TEXT EXCERPT
====

Wednesday, June 09, 2004

A Purdue mathematician claims to have proven the Riemann Hypothesis. He has made his work available here for review by other mathematicians. If true, this could be worth $1 million. (Via Cosmic Log.)
"Quidditch Sucks!": Detailed analysis of why the rules of this fictional game from Harry Potter don't make sense. (Via Volokh Conspiracy.)
Eric Drexler says "grey goo" most likely won't be a problem for nanotechnology.
Scientists have found a way to create a version of the Japanese pufferfish (a food delicacy also known as "fugu") without the deadly toxin.

Tuesday, June 08, 2004

Using shame against drunk drivers with "scarlet letter" license plates. (Via Technology Log.)
Computer models of traffic on the mean streets of Bogota, Colombia reportedly show that aggressive driving can reduce traffic congestion, albeit at the price of an increased death rate from motor vehicle collision. (This data doesn't explain why traffic is still so horrible in Boston, Massachusetts, where the drivers are extremely aggressive...)
The legal battle against spyware.
The human brain was not meant to multitask.

Monday, June 07, 2004

Update on nonlethal directed energy weapons. Set your phasers to stun! (Via Cosmic Log.)
Harry Houdini's classic "Metamorphosis" trick: How it was done. If you don't want to know the secret, then don't click through... (Via Metafilter.)
Future commercial applications of superconductors.
If you like to play the board game Go, then you need to know these Go Proverbs.
Brain teaser of the day: Petals around the Rose. Once you think you know the answer, you can test yourself with this applet. (I don't usually brag about these sorts of things, but I must confess that I was able to figure it out in 5 minutes. Diana also got it in about an hour...)
Do these satellite images show the lost city of Atlantis?
Automated supermarket checkout stations are exploding in popularity. Interestingly enough, the theft rate from the self-checkout lines is less than from the lines staffed by traditional human clerks.
How will the influx of money change Google's employee culture?
The Pop-vs.-Soda Map. (Via GMSV.)

Sunday, June 06, 2004

An asteroid strike 1.8 billion years ago turned part of the Earth's crust inside-out.

Saturday, June 05, 2004

How it feels to get shot.

Friday, June 04, 2004

Estimating the Airspeed Velocity of an Unladen Swallow. (Via BBspot.)

Thursday, June 03, 2004

Invention of the day: New childproof medicine containers that rely on mental dexterity rather than physical strength. Given that a recent study showed that up to 90% of adults had trouble with current childproof packages, this could be step in the right direction.
Dedicated Simpsons fans have created this detailed map of Springfield. The big map is especially nice.
Good story about Pixar and how it became such a powerhouse.

Wednesday, June 02, 2004

Many corporate IT systems automatically add a lengthy e-mail disclaimer to the end of outgoing messages. Here's an interesting legal analysis of their validity. (Via Techdirt.) More information on stupid e-mail disclaimers can be found here, including these funny ones. (Via BBspot.)

====

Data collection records
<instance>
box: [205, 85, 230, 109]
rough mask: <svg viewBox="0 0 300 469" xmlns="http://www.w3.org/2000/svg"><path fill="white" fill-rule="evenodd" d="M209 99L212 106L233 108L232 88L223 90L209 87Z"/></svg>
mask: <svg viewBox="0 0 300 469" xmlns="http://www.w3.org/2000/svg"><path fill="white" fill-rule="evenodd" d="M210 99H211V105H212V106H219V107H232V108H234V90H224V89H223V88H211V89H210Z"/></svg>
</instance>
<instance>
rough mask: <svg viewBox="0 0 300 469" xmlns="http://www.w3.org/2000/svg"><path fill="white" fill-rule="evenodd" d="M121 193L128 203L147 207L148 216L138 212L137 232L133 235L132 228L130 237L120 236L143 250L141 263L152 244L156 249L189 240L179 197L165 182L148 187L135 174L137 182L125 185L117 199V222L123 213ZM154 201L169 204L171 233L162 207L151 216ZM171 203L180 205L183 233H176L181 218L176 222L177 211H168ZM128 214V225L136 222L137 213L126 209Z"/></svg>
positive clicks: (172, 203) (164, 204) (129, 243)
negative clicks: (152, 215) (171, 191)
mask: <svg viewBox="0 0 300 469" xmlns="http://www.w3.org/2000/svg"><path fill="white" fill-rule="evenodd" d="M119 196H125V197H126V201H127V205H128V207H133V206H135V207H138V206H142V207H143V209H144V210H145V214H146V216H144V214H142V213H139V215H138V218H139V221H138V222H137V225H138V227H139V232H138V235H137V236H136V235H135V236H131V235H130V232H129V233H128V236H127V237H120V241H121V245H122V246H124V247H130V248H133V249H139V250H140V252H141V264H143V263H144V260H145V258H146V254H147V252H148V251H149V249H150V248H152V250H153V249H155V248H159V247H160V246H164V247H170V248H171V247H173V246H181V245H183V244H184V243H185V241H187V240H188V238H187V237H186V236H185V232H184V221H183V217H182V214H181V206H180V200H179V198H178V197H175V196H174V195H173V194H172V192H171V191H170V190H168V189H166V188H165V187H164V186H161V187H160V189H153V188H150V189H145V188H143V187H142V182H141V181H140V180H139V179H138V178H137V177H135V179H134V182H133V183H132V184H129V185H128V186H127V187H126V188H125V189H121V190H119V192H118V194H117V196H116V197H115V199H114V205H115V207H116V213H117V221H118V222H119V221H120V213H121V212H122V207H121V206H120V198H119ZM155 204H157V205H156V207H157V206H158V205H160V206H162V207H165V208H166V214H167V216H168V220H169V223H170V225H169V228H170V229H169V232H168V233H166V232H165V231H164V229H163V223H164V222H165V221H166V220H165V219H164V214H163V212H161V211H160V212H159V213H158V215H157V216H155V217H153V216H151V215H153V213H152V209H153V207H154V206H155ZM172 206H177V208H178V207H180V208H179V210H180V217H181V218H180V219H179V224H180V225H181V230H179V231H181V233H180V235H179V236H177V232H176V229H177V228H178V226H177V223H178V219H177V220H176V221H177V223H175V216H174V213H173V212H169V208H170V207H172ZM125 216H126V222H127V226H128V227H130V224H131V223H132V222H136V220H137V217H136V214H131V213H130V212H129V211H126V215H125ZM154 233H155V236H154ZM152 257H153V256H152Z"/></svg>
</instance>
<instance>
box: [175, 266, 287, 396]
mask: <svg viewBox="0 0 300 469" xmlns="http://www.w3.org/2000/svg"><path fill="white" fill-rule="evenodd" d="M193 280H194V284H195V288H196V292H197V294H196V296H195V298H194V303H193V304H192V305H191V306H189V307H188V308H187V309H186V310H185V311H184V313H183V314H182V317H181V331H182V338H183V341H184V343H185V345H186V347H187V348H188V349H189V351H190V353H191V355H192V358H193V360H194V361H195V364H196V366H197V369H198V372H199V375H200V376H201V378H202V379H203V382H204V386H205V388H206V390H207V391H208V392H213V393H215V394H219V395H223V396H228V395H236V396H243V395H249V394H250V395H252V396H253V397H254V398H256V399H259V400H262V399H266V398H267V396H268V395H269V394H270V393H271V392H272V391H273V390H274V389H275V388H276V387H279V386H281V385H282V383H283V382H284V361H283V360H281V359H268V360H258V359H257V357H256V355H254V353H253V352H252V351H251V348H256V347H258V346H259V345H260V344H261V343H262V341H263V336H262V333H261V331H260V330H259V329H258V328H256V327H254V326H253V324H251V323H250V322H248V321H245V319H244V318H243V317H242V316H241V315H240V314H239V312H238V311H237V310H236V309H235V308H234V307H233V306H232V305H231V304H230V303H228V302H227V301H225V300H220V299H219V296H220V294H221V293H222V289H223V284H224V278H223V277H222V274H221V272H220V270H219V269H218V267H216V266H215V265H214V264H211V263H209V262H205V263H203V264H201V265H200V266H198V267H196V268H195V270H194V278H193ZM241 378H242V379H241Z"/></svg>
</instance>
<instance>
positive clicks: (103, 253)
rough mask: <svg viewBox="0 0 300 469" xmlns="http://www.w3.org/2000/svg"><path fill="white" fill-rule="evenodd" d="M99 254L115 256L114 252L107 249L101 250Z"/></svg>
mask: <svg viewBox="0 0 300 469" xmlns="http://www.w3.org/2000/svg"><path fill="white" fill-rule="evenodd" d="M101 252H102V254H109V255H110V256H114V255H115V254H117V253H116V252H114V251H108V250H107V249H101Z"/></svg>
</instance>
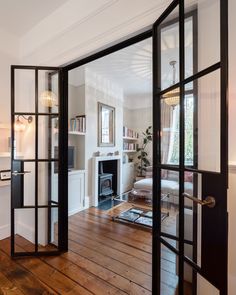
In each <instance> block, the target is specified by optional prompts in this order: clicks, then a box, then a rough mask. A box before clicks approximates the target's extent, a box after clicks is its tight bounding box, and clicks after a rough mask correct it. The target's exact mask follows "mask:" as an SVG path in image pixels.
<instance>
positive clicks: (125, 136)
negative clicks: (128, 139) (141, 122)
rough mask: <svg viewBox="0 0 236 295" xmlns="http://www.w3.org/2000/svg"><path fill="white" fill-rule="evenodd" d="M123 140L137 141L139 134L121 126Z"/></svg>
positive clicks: (138, 137) (127, 128) (123, 126)
mask: <svg viewBox="0 0 236 295" xmlns="http://www.w3.org/2000/svg"><path fill="white" fill-rule="evenodd" d="M123 138H124V139H132V140H138V138H139V134H138V132H136V131H134V130H132V129H130V128H128V127H126V126H123Z"/></svg>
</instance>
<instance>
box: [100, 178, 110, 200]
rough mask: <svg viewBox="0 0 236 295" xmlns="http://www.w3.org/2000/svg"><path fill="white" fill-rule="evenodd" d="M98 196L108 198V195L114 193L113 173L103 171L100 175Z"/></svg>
mask: <svg viewBox="0 0 236 295" xmlns="http://www.w3.org/2000/svg"><path fill="white" fill-rule="evenodd" d="M98 182H99V187H98V197H99V201H100V199H103V198H104V197H105V198H106V197H107V196H111V195H112V194H113V190H112V174H111V173H103V174H99V176H98Z"/></svg>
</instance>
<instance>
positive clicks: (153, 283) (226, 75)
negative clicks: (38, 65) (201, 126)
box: [12, 0, 228, 295]
mask: <svg viewBox="0 0 236 295" xmlns="http://www.w3.org/2000/svg"><path fill="white" fill-rule="evenodd" d="M220 3H221V5H220V6H221V17H220V19H221V61H220V62H219V63H217V64H215V65H213V66H211V67H209V68H207V69H205V70H203V71H201V72H199V73H197V74H196V75H194V79H196V78H200V77H202V76H204V75H206V74H208V73H210V72H212V71H214V70H216V69H220V70H221V76H222V77H224V79H221V96H222V97H223V99H222V102H221V117H222V118H224V120H222V122H221V154H222V157H221V173H222V175H223V178H224V184H225V186H227V185H228V168H227V165H225V163H228V111H227V107H228V101H227V93H228V2H227V0H220ZM178 4H180V23H181V24H182V29H181V30H180V39H181V41H180V43H181V44H182V45H181V46H180V57H181V58H182V59H183V58H184V46H183V42H184V29H183V23H184V1H183V0H174V1H173V2H172V3H171V4H170V5H169V6H168V8H167V9H166V10H165V11H164V12H163V14H162V15H161V16H160V17H159V19H158V21H157V22H156V23H155V25H157V23H161V22H162V21H163V20H164V19H165V18H166V17H167V15H168V14H169V13H170V12H171V11H172V10H173V8H174V7H176V6H177V5H178ZM156 33H157V32H156V31H155V26H154V27H151V26H150V27H149V28H147V29H146V31H145V32H143V33H141V34H137V35H136V36H134V37H131V38H128V39H127V40H125V41H122V42H118V43H117V44H115V45H113V46H111V47H108V48H106V49H103V50H101V51H98V52H96V53H94V54H92V55H89V56H87V57H84V58H82V59H79V60H77V61H75V62H73V63H70V64H66V65H62V66H61V67H60V71H61V75H60V83H59V85H60V92H61V93H62V95H61V108H60V112H61V113H60V119H59V120H60V122H59V124H60V126H61V129H60V130H61V136H60V137H61V140H60V142H59V149H60V150H61V155H60V157H62V156H63V161H61V163H60V164H59V171H60V176H59V192H60V196H61V197H60V200H61V202H62V205H61V210H59V216H60V217H59V219H60V218H61V219H63V223H61V224H60V225H59V228H60V229H59V230H60V231H61V233H62V240H61V242H60V245H59V250H60V251H67V250H68V215H67V211H68V171H67V161H68V159H67V156H68V144H67V142H68V133H67V131H68V130H67V123H68V72H69V71H70V70H72V69H75V68H77V67H80V66H82V65H85V64H87V63H89V62H92V61H94V60H96V59H99V58H102V57H104V56H106V55H109V54H111V53H114V52H116V51H118V50H121V49H123V48H125V47H128V46H130V45H133V44H135V43H138V42H140V41H142V40H145V39H147V38H149V37H154V36H155V34H156ZM153 50H156V51H157V50H158V48H157V44H155V42H153ZM157 66H158V61H157V59H153V68H155V67H157ZM33 68H34V67H33ZM43 68H44V69H45V67H43ZM180 72H181V75H182V76H183V73H184V68H183V65H182V68H181V71H180ZM182 78H183V77H182ZM156 79H157V77H154V75H153V86H154V85H155V86H157V85H156V84H155V83H156ZM192 79H193V76H192V77H190V78H188V79H185V80H184V83H179V86H180V89H181V95H182V96H183V93H184V85H185V84H186V83H188V82H191V81H192ZM177 84H178V83H177ZM177 84H176V85H174V86H171V87H169V88H168V89H165V92H167V91H170V90H173V89H174V88H175V87H176V86H178V85H177ZM156 89H157V88H155V87H153V95H154V96H155V95H156V94H157V93H156ZM162 94H163V93H162V92H161V91H159V93H158V95H162ZM154 110H155V111H154ZM154 112H155V113H154ZM153 114H154V116H153V127H154V128H155V129H154V137H155V140H154V141H153V150H156V151H158V150H160V149H159V146H158V145H159V143H160V141H159V136H160V133H159V134H158V128H156V127H155V126H159V127H160V122H159V119H158V116H157V114H160V108H159V106H158V104H157V103H155V99H154V104H153ZM183 120H184V118H183V115H182V116H181V121H182V123H181V124H183V123H184V122H183ZM12 122H13V121H12ZM183 137H184V136H183V134H182V136H181V138H182V144H183ZM180 156H181V158H182V160H181V162H182V163H183V154H182V153H181V155H180ZM158 157H159V154H155V153H154V156H153V162H154V171H153V174H154V175H153V177H154V178H156V179H158V180H159V181H160V168H165V169H168V168H170V169H171V170H174V167H173V166H170V167H168V166H166V165H165V167H162V166H161V165H159V166H158ZM182 166H183V167H182V168H183V169H184V165H182ZM185 170H186V171H193V172H194V171H196V170H195V169H194V168H189V169H185ZM200 172H201V171H200ZM183 180H184V179H183V174H182V175H181V182H182V184H183ZM183 189H184V188H183V185H182V188H181V191H183ZM153 192H154V193H158V192H159V191H158V187H157V185H156V184H155V182H154V185H153ZM159 193H160V192H159ZM223 206H224V208H225V209H226V210H227V200H225V203H224V204H223ZM159 209H160V204H158V202H154V203H153V211H155V212H158V211H159ZM12 221H13V222H14V220H12ZM159 224H160V220H159V218H158V216H157V214H154V219H153V243H152V249H153V254H152V255H153V256H152V270H153V272H152V273H153V274H155V279H154V276H153V285H152V292H153V294H159V293H160V291H159V290H160V273H159V270H160V253H161V248H160V246H161V242H162V243H163V244H164V245H165V243H166V241H165V240H163V239H162V237H161V232H160V230H159V228H158V227H159ZM183 238H184V235H183V219H182V218H180V237H179V239H180V240H183ZM223 238H224V240H225V244H224V249H225V252H224V253H223V259H224V260H225V263H223V264H222V265H220V266H219V267H220V268H221V270H222V273H223V274H224V275H223V276H222V282H221V285H222V292H221V295H226V294H227V253H228V248H227V246H228V240H227V221H226V224H225V231H224V237H223ZM166 246H167V247H169V248H170V249H171V247H170V245H169V244H167V245H166ZM171 250H172V251H174V252H175V251H176V249H175V248H173V249H171ZM180 251H181V252H182V253H183V249H180ZM44 254H45V253H44ZM50 254H51V253H50ZM181 259H183V260H184V258H183V257H182V258H181ZM188 263H190V264H191V262H189V261H188ZM179 271H180V272H179V275H180V276H182V277H183V269H181V268H180V269H179ZM200 271H201V270H199V272H200ZM182 291H183V289H182V287H181V286H180V293H179V294H181V292H182Z"/></svg>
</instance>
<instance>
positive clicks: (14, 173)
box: [12, 171, 31, 176]
mask: <svg viewBox="0 0 236 295" xmlns="http://www.w3.org/2000/svg"><path fill="white" fill-rule="evenodd" d="M27 173H31V171H23V172H19V171H13V172H12V175H13V176H18V175H25V174H27Z"/></svg>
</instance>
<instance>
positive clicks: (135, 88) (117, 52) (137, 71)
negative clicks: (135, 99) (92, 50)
mask: <svg viewBox="0 0 236 295" xmlns="http://www.w3.org/2000/svg"><path fill="white" fill-rule="evenodd" d="M86 68H88V69H89V70H91V71H93V72H95V73H96V74H98V75H101V76H103V77H104V78H107V79H108V80H110V81H112V82H114V83H116V84H117V85H119V86H120V87H121V88H122V89H123V91H124V94H125V95H126V96H129V95H135V94H138V95H142V94H143V95H146V94H150V93H151V90H152V40H151V38H149V39H146V40H144V41H142V42H139V43H136V44H134V45H132V46H129V47H126V48H124V49H122V50H119V51H117V52H115V53H112V54H110V55H107V56H105V57H103V58H100V59H97V60H95V61H93V62H91V63H89V64H87V65H86ZM82 72H83V69H82V68H78V69H75V70H73V71H71V72H70V75H69V83H71V84H72V85H74V86H79V85H81V84H83V83H84V80H83V79H84V76H83V75H82Z"/></svg>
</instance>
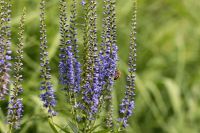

====

WHAT TO PRODUCE
From the excerpt of dated news links above, copy word for word the passage starting at "Computer models of" and ending at "through... (Via Metafilter.)".

ANSWER TO THE EXERCISE
Computer models of traffic on the mean streets of Bogota, Colombia reportedly show that aggressive driving can reduce traffic congestion, albeit at the price of an increased death rate from motor vehicle collision. (This data doesn't explain why traffic is still so horrible in Boston, Massachusetts, where the drivers are extremely aggressive...)
The legal battle against spyware.
The human brain was not meant to multitask.

Monday, June 07, 2004

Update on nonlethal directed energy weapons. Set your phasers to stun! (Via Cosmic Log.)
Harry Houdini's classic "Metamorphosis" trick: How it was done. If you don't want to know the secret, then don't click through... (Via Metafilter.)